Advent and the second coming
Christians always look forward to Christmas, whatever our denominations, because it enables us to reflect once again on why we are Christians: we believe God decisively entered our world once and for all, in person, to redeem us; in so doing He had to become exactly one of us – and so begin the narratives in Matthew’s and Luke’s Gospels.
However, we are less confident on the period leading up to Christmas, Advent. What’s it all about? Well, we know that four clear Sundays before Christmas Day (hence the moving date for Advent Sunday) we are to make spiritual preparations for the celebration of the Incarnation. Over the centuries customs have varied widely: some have Lent-like fasts, many put up Advent wreaths and lights, or share special calendars to count off the days; then there are Advent carols, Christingle, a specific wreath with five candles lit Sunday by Sunday in many churches to remember the spiritual history leading up to the arrival of Christ (‘Advent’ means ‘arrival’), and no doubt other customs. So, what are we missing?
The Collect in the ASB prayer book for Advent includes:
…so that in the last day, when he shall come again in his glorious majesty to judge the living and the dead, we may rise to life immortal…
The original creed of Nicaea, the contemporary product in AD325 of the great Council of Nicaea states:
…[he] will come to judge the living and the dead….
And the New Testament frequently makes reference to the Second Coming, Jesus himself making reference to it in the eschatological discourse (e.g. Luke 21. 25ff), through the message of the angels at the Ascension, the epistles right up to the buffers of Revelation: “Amen. Come Lord Jesus!”

- [Collected material]:
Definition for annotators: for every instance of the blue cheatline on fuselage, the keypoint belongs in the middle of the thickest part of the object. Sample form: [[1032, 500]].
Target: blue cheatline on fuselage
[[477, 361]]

- [Exercise tasks]:
a: List every Advent custom that the Advent article mentions.
b: Carry on the Advent article from the point where it stops.

- [Task responses]:
a:
- Lent-like fasts
- Advent wreaths and lights
- special calendars to count off the days
- Advent carols
- Christingle
- a specific wreath with five candles lit Sunday by Sunday in many churches

b:
Why don’t we make more of this profound Hope? I suggest three main reasons:
a) Over the centuries we have seen so many ‘millenarian’ movements proclaiming the imminent end of the world – ‘The Pursuit of the Millennium’ is a fascinating yet worrying read;
b) Post-Enlightenment Christianity has become embarrassed to hold such a blatantly supernatural article of faith (Article IV of the 39 Articles, for example)
c) It hasn’t happened yet!
To tackle these in turn:
a) We know even from the pages of the New Testament that an imminent Return of Christ (Parousia) was often expected, and that hope had to be realigned to the realities of the Christian life (2 Thessalonians 3.10, for example). Enthusiastic movements such as the 2nd Century Montanists plainly had some such expectation, and right through to the Jehovah’s Witnesses today this belief has been a great inspiration, even though all predictions have proved futile. It does lead many to re-assess whether such a belief should have any place granted this history. The simple answer is ‘No’; just because some people have got it wrong, the overall belief is not invalidated though it may need more careful consideration.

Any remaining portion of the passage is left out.